**Data items:**
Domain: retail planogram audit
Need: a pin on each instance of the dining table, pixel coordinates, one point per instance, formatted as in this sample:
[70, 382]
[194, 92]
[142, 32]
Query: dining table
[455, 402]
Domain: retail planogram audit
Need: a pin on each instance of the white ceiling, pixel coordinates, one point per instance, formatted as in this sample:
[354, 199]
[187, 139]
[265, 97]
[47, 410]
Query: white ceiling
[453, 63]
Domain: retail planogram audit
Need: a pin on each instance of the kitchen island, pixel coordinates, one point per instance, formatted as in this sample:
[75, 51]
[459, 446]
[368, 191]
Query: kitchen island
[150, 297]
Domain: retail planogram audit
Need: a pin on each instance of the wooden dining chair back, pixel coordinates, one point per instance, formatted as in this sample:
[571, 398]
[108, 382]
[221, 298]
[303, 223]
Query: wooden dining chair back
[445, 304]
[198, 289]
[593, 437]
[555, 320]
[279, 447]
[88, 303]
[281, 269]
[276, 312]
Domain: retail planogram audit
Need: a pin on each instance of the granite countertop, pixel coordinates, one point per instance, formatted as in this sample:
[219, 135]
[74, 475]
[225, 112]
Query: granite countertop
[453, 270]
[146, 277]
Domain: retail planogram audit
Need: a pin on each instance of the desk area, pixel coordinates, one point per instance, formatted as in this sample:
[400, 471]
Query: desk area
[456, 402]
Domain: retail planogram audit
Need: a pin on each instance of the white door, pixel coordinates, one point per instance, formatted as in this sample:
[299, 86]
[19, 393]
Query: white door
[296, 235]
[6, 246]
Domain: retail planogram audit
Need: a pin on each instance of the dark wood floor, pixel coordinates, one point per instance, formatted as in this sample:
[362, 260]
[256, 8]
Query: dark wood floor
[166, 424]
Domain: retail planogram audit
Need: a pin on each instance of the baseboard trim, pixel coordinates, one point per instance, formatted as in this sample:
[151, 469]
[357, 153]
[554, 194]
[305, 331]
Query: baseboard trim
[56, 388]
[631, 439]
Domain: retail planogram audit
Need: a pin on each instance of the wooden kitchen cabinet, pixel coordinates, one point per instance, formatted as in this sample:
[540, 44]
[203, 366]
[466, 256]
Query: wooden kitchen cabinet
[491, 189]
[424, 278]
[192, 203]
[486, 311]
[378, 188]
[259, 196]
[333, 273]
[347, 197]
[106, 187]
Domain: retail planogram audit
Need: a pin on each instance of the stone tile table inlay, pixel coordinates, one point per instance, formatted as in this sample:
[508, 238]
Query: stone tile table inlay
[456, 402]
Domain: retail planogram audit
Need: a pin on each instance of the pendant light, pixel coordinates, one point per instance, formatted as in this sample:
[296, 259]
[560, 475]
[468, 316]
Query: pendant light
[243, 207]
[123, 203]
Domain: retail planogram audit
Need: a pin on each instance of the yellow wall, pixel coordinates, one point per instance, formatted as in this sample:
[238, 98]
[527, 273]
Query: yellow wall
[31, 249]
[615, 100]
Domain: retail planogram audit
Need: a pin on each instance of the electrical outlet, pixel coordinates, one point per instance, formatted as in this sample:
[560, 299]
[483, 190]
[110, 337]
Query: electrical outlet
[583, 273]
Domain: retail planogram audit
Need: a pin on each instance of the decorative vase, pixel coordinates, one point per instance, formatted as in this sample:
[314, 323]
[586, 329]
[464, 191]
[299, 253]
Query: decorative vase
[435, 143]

**To do:** Once more, write out all the data exactly.

**Response area:**
Domain: retail planogram audit
Need: a pin on each instance of the dining table, pixel coordinates, one point per instance, formatted as in this sample:
[70, 382]
[194, 92]
[142, 32]
Query: dining table
[455, 402]
Domain: retail planogram audit
Need: a pin on each instance of the white ceiling, pixel coordinates, one point per instance, formatted as in this sample:
[354, 199]
[187, 139]
[265, 97]
[47, 410]
Query: white ceiling
[453, 63]
Domain: retail planogram audit
Need: a pin on each instance of the kitchen island, pixel coordinates, one point per instance, formatted as in this sample:
[75, 51]
[459, 446]
[368, 191]
Query: kitchen island
[150, 297]
Domain: retail planogram audit
Need: a pin on each instance of the wooden dining chair back, pixel coordinates, one point per instance, formatted as in this sample:
[571, 398]
[108, 382]
[221, 298]
[303, 223]
Query: wooden dining chair back
[445, 304]
[198, 289]
[593, 437]
[555, 320]
[279, 447]
[88, 303]
[281, 269]
[276, 312]
Domain: retail planogram audit
Need: a pin on each instance of the granite countertop, pixel coordinates, one point per instance, formatted as in this sample:
[219, 135]
[74, 475]
[225, 112]
Query: granite countertop
[453, 270]
[146, 277]
Domain: retail planogram audit
Need: a pin on each instance of the desk area, pixel coordinates, one point per instance, formatted as in this sample:
[400, 471]
Query: desk area
[456, 402]
Domain: retail planogram audit
Need: a pin on each instance of the white door, pixel coordinates, one point per instance, formatted as in this sample:
[299, 86]
[19, 393]
Query: white door
[296, 235]
[6, 246]
Domain: retail planogram audit
Need: a pin on each instance of the dark wood floor, pixel coordinates, one point per instance, formatted as in this sample:
[362, 260]
[256, 8]
Query: dark wood floor
[166, 424]
Domain: retail planogram audit
Need: a pin on each instance of the baseboard trim, pixel coordinates, one point per instance, formatted as in this sample:
[151, 469]
[357, 153]
[554, 194]
[305, 331]
Query: baseboard trim
[56, 388]
[631, 439]
Domain: retail planogram audit
Need: a pin on each instance of the wooden kitchen cabinet, pixel coordinates, one point per instance, formatted as in this sample:
[540, 44]
[203, 366]
[466, 256]
Query: wooden kitchen cabinet
[491, 189]
[424, 278]
[192, 203]
[486, 311]
[378, 188]
[259, 196]
[333, 273]
[347, 197]
[106, 187]
Domain: retail planogram audit
Need: a pin on each instance of the stone tile table inlay, pixel coordinates, one point per instance, formatted as in this sample:
[508, 238]
Query: stone tile table inlay
[456, 402]
Domain: retail planogram audit
Need: a pin on each instance of the pendant light, pixel coordinates, one point per instance, formatted as in this sample:
[296, 259]
[560, 475]
[468, 316]
Query: pendant light
[243, 207]
[123, 203]
Domain: retail planogram audit
Need: a pin on each instance of the yellow wall, pixel coordinates, one point per instance, formatted as in this sample:
[238, 98]
[527, 273]
Query: yellow wall
[31, 249]
[615, 100]
Domain: retail planogram audit
Need: a pin on each instance of the electrical outlet, pixel coordinates, one point per instance, formatted as in this sample:
[560, 299]
[483, 190]
[110, 337]
Query: electrical outlet
[583, 273]
Domain: retail planogram audit
Need: a pin on each instance of the decorative vase, pixel coordinates, one point per instance, formatted as in this sample:
[314, 323]
[586, 329]
[464, 191]
[299, 253]
Query: decorative vase
[435, 143]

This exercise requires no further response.